▶ **Task details**
Print the lines in the listing below that fall between the line with "Task: Where can the wooden" and the line with "Target: blue-hulled boat", those two lines included, exactly as they stand and with nothing else.

—————

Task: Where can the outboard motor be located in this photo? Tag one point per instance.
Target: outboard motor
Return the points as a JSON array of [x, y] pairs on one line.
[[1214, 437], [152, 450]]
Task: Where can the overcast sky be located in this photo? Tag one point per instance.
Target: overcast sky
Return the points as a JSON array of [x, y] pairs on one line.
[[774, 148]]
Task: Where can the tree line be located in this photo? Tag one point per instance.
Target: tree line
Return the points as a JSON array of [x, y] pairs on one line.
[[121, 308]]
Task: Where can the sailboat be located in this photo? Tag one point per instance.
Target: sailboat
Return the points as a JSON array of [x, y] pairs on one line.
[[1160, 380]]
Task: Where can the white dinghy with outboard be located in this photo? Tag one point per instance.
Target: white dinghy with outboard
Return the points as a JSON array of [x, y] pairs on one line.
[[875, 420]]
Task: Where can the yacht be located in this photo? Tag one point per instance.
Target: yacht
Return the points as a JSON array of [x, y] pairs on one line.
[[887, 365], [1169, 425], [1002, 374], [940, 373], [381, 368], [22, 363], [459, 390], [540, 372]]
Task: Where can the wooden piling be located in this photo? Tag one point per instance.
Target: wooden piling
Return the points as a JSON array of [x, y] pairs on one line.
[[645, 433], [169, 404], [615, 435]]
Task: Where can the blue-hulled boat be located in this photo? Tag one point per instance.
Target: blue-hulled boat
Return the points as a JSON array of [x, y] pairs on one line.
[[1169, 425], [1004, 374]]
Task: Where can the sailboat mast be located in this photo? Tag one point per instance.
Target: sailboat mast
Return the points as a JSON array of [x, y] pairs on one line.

—————

▶ **Expected answer**
Task: Where can the wooden piling be located in this photo? Tag one point per instance.
Target: wooden piling
Return the points as a JSON array of [x, y] pairs on one line.
[[645, 433], [169, 404], [615, 435]]
Task: Where can the blue-hulled boat be located in this photo? Tag one point per instance.
Target: blue-hulled boat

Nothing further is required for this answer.